═════ INFORMATION PROVIDED

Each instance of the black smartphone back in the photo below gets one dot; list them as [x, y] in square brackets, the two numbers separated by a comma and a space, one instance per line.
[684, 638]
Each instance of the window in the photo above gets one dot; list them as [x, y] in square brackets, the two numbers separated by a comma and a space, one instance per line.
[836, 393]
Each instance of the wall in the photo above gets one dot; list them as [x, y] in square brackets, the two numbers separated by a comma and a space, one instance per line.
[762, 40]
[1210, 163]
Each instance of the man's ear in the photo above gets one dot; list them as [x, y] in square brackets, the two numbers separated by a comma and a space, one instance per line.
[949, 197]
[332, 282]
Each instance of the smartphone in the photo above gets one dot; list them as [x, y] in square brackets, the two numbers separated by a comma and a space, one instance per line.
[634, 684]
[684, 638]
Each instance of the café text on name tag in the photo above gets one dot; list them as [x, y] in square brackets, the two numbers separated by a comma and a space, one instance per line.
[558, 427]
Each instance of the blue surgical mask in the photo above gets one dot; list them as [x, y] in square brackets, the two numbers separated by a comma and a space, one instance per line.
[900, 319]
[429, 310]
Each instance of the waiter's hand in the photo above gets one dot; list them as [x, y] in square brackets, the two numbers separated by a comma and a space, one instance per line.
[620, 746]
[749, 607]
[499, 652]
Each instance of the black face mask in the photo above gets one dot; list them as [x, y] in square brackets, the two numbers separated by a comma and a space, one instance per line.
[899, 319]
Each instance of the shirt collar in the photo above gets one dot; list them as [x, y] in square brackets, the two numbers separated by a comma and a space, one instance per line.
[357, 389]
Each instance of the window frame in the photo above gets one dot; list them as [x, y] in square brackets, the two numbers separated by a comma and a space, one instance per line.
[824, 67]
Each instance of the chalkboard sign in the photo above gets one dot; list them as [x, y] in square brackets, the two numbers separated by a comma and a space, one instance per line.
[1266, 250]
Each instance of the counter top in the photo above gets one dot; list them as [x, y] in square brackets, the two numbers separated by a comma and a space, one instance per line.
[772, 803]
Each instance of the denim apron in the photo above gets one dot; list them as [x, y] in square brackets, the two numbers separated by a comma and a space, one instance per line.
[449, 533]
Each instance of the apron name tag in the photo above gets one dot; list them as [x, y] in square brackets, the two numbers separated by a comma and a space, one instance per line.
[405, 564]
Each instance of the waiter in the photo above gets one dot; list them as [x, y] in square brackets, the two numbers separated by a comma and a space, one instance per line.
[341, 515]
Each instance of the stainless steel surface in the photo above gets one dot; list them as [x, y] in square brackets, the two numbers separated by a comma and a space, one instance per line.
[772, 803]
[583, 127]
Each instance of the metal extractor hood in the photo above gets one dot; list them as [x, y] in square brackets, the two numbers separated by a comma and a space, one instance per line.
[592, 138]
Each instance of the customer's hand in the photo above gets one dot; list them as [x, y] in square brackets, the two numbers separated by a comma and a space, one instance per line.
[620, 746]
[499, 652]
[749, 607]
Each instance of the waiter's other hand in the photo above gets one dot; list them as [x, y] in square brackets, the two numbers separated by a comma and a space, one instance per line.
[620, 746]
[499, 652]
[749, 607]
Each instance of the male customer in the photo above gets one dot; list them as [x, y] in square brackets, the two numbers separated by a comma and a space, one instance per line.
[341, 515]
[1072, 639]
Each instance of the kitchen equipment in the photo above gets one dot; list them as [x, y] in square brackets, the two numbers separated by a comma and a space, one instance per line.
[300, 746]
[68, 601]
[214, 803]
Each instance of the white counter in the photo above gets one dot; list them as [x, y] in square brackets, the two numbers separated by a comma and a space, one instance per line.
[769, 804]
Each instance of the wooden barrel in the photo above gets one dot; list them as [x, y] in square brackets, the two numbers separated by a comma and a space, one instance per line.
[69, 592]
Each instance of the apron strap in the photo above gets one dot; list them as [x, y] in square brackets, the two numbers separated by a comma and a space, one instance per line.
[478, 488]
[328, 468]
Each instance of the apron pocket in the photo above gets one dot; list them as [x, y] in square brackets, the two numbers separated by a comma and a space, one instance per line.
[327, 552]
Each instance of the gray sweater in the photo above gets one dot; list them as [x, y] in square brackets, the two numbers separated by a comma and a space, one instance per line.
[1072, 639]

══════════

_PROMPT:_ Render the lines from the one containing "Each instance of the gray" through the last line as a Markdown table with the columns No. and Line, skipping any blank lines. Which rows result?

_FINAL RESULT:_
| No. | Line |
|---|---|
| 1 | Each instance of the gray sweater in the photo above gets one dot; list them as [x, y] in square brackets, the two numbers separated by a comma and a space, one instance per line. |
| 2 | [1072, 639] |